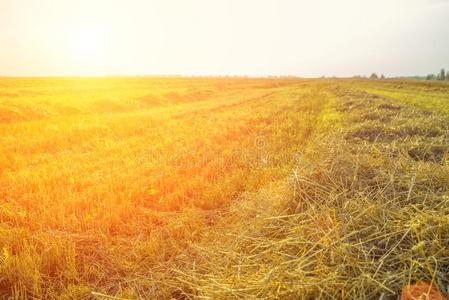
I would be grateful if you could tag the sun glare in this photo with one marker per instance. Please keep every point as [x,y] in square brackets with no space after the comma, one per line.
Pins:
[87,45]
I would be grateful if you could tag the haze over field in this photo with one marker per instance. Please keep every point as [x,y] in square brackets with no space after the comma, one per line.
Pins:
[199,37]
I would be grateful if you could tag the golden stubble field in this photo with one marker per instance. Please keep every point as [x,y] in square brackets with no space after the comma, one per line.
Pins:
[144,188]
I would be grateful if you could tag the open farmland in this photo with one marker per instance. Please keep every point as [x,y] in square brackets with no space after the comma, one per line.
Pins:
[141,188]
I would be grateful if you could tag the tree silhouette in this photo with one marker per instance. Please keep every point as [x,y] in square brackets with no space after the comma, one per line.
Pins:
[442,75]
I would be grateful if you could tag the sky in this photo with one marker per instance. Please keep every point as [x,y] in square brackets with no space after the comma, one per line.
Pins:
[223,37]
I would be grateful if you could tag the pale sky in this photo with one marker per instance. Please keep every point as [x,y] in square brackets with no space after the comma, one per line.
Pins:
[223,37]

==

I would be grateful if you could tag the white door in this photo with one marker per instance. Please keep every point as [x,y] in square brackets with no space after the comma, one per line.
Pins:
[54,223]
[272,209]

** ASSIGNMENT **
The answer must consist of every line from the entries that holds the string "field".

** TASK RESULT **
I would be grateful if you could tag the haze over field in this photo with one marker per instance. Please keep every point as [x,y] in square brackets with no space after the comma, one per line.
I would be grateful if you could tag the golden stubble field in this photo with one marker per instance. Please keep every point as [x,y] in square brackets with no space after the comma, one per line.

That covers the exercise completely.